What you will do: Only the lines from the one that contains "Provide the mask of every instance of the **throw" through the last line of the records should appear, each printed exactly as it is.

Data:
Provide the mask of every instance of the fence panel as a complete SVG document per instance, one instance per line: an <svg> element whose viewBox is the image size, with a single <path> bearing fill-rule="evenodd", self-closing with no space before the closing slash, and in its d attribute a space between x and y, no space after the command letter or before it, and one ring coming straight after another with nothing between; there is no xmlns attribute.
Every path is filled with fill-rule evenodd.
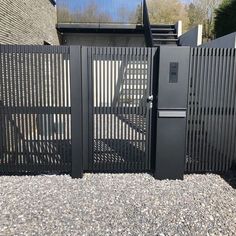
<svg viewBox="0 0 236 236"><path fill-rule="evenodd" d="M187 172L227 171L235 160L236 50L192 48Z"/></svg>
<svg viewBox="0 0 236 236"><path fill-rule="evenodd" d="M69 47L0 46L0 173L69 172Z"/></svg>

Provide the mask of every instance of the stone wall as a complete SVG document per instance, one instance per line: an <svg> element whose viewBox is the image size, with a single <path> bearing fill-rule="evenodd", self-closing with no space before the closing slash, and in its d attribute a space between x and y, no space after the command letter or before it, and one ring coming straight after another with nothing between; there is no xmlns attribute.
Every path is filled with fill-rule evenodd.
<svg viewBox="0 0 236 236"><path fill-rule="evenodd" d="M0 0L0 44L59 44L50 0Z"/></svg>

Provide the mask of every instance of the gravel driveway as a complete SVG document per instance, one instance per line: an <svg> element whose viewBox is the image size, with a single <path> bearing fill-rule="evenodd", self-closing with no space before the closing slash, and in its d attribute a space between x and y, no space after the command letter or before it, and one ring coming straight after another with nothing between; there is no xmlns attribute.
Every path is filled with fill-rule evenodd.
<svg viewBox="0 0 236 236"><path fill-rule="evenodd" d="M0 177L0 235L235 235L236 189L218 175Z"/></svg>

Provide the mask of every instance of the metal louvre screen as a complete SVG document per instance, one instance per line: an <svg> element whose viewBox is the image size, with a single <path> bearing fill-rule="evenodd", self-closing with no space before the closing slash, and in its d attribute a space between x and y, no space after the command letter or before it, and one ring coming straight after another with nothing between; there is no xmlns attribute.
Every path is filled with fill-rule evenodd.
<svg viewBox="0 0 236 236"><path fill-rule="evenodd" d="M191 49L187 172L223 172L236 160L235 53Z"/></svg>
<svg viewBox="0 0 236 236"><path fill-rule="evenodd" d="M150 169L152 60L147 48L88 48L89 163L93 171Z"/></svg>
<svg viewBox="0 0 236 236"><path fill-rule="evenodd" d="M0 172L69 172L69 47L0 46L0 76Z"/></svg>

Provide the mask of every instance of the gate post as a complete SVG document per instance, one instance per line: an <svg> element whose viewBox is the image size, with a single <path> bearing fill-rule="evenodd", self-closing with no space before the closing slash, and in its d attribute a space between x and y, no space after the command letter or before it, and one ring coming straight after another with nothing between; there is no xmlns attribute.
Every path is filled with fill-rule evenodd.
<svg viewBox="0 0 236 236"><path fill-rule="evenodd" d="M72 178L83 176L81 47L70 46Z"/></svg>
<svg viewBox="0 0 236 236"><path fill-rule="evenodd" d="M155 173L183 179L186 156L189 47L160 47Z"/></svg>

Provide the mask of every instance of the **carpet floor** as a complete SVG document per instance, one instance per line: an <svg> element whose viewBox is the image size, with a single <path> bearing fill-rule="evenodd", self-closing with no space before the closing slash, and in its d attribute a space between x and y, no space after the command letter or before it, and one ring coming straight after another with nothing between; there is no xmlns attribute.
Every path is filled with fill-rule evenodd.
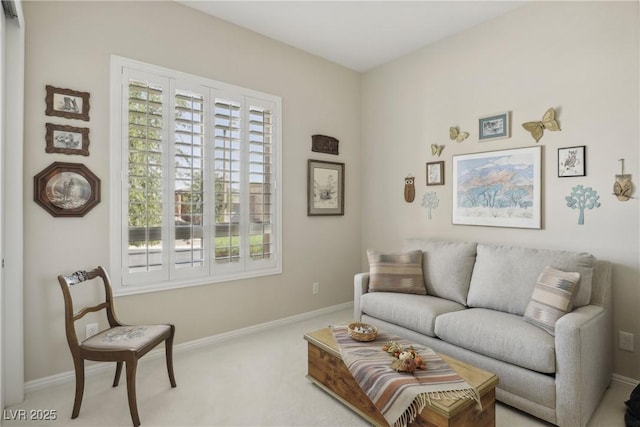
<svg viewBox="0 0 640 427"><path fill-rule="evenodd" d="M352 311L329 314L227 339L215 345L177 351L178 387L171 389L164 357L138 365L138 410L143 426L366 426L366 421L306 378L306 332L347 322ZM256 349L260 349L258 353ZM114 368L115 369L115 368ZM126 382L111 387L113 372L88 375L80 416L71 420L74 384L33 391L7 408L3 426L130 426ZM633 389L614 382L589 427L624 427L624 401ZM21 412L24 410L25 412ZM31 410L55 411L49 421L11 420ZM509 406L496 405L498 427L549 424Z"/></svg>

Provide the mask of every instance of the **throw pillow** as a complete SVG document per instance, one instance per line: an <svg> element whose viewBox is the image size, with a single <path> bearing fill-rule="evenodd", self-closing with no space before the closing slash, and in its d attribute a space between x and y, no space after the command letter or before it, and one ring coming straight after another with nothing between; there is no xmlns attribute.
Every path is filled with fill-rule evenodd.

Reply:
Provide the mask of every instance of the **throw pillow** as a complete SVG document per instance, one instance per line: an <svg> element whose viewBox is the image size, with a single <path> bearing fill-rule="evenodd", self-closing with no space before the closing slash, and in its d attribute a space between x and y, no space after the command letter or before it, and one ring coming straight after another with nothing between; there is no xmlns attribute.
Every path is filled with fill-rule evenodd.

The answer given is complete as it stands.